Il faut ici rappeler que l'analyse de la précarité ontologique nous a conduit à reconnaître la nécessité d'un environnement fiable et attentif pour répondre à la détresse humaine. C'est en ce sens que la société, comme structure stable de référence, apparaît comme le pôle complémentaire indispensable à l'équilibre psychique de l'homme. Or, c'est justement ce pôle social stable, sur lequel l'homme pouvait se reposer et par lequel il se voyait assuré qu'une aide lui serait apportée en cas de besoin, qui se voit aujourd'hui fortement ébranlé.
Cet ébranlement nous est tout d'abord rendu sensible par une modification en profondeur de notre rapport à la temporalité. C'est ce que Jean Furtos nomme « l'urgentification du monde ». C'est un affaissement du temps qui donne le sentiment d'une accélération du temps, hors du temps long. Toute chose se fait dans l'urgence. Quelque soit le métier, et même sans métier, nous sommes toujours dans l'urgence. Dans cette grande précarité, il faut se débrouiller, se dépêcher de fournir des papiers, de suivre des procédures, etc.. Il faut toujours résoudre les problèmes dans l'immédiat. Cette urgentification du monde nous coupe donc de la continuité temporelle, elle rompt le cours du temps pour inscrire celui-ci dans une logique de l'immédiateté. Se comprend dés lors que les filiations se perdent et que les transmissions culturelles s'émoussent. Cependant, en perdant le sens de la filiation, l'homme perd aussi l'inscription de sa place dans la lignée familiale, dans la communauté régionale, dans la communauté politique à laquelle il appartient. Cette disparition du sentiment d'appartenance entraîne à sa suite les référents par lesquels - ou contre lesquels – les individus se construisent. L'urgentification du monde radicalise donc l'atomisme social, il fait des individus des êtres séparés, scindés les uns des autres, que ce soit dans la dimension verticale de l'héritage de traditions ou que ce soit dans la dimension horizontale du vivre ensemble.
Cette destruction du lien social ne tient pas seulement à une accélération de la temporalité. Elle est la conséquence aussi des politiques actuellement menées qui produisent sur le terrain un véritable clivage entre le fait et le droit, générant ainsi des rapports de violence larvée entre les différents membres de la société. Pour illustrer ce point, qui me paraît central pour justifier le délitement social auquel nous assistons, je cite Jean Furtos qui analyse les effets réels engendrés par la loi Dalo, votée le 5 mars 2007 et qui institue le droit au logement opposable, qui fixe à l’État une obligation de résultats et non plus seulement de moyens.
« Dans la loi Dalo, avoir un hébergement puis un logement est un droit opposable. Le problème, c'est qu'il n'y a pas assez de lieux d'hébergement ni de logements. On ne peut que proposer aux demandeurs : « Revenez dans six semaines, revenez dans six mois. » Il en est de même quand on dit aux gens : « il faut que vous trouviez du travail ». Il n'y a pas de travail ! Ou « Nous allons vous trouver un logement ». Il n'y a pas de logement ! Il se passe pour la loi Dalo ce qui se passe pour les demandeurs d'asile : des hommes et des femmes sont dans l'attente, dans des situations intenables, aux prises avec des procédures administratives qui, pour beaucoup, ne mènent nulle part. Cela rend les gens furieux ou bien les plonge dans l'apathie. »

**DONNÉES FOURNIES:**

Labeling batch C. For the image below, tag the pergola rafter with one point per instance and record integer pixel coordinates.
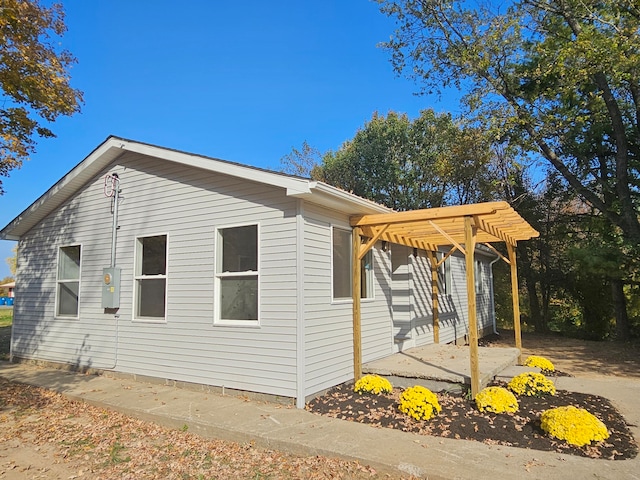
(462, 227)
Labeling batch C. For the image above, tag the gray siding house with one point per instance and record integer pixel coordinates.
(153, 262)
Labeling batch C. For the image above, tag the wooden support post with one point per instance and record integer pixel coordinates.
(470, 246)
(356, 268)
(515, 298)
(433, 260)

**CONSIGNE:**
Pouvez-vous recopier mot pour mot le passage du texte sur la destruction du lien social compris entre « Il faut ici » et « aujourd'hui fortement ébranlé. », ces deux bornes incluses ?

**VOICI LE RÉSULTAT:**
Il faut ici rappeler que l'analyse de la précarité ontologique nous a conduit à reconnaître la nécessité d'un environnement fiable et attentif pour répondre à la détresse humaine. C'est en ce sens que la société, comme structure stable de référence, apparaît comme le pôle complémentaire indispensable à l'équilibre psychique de l'homme. Or, c'est justement ce pôle social stable, sur lequel l'homme pouvait se reposer et par lequel il se voyait assuré qu'une aide lui serait apportée en cas de besoin, qui se voit aujourd'hui fortement ébranlé.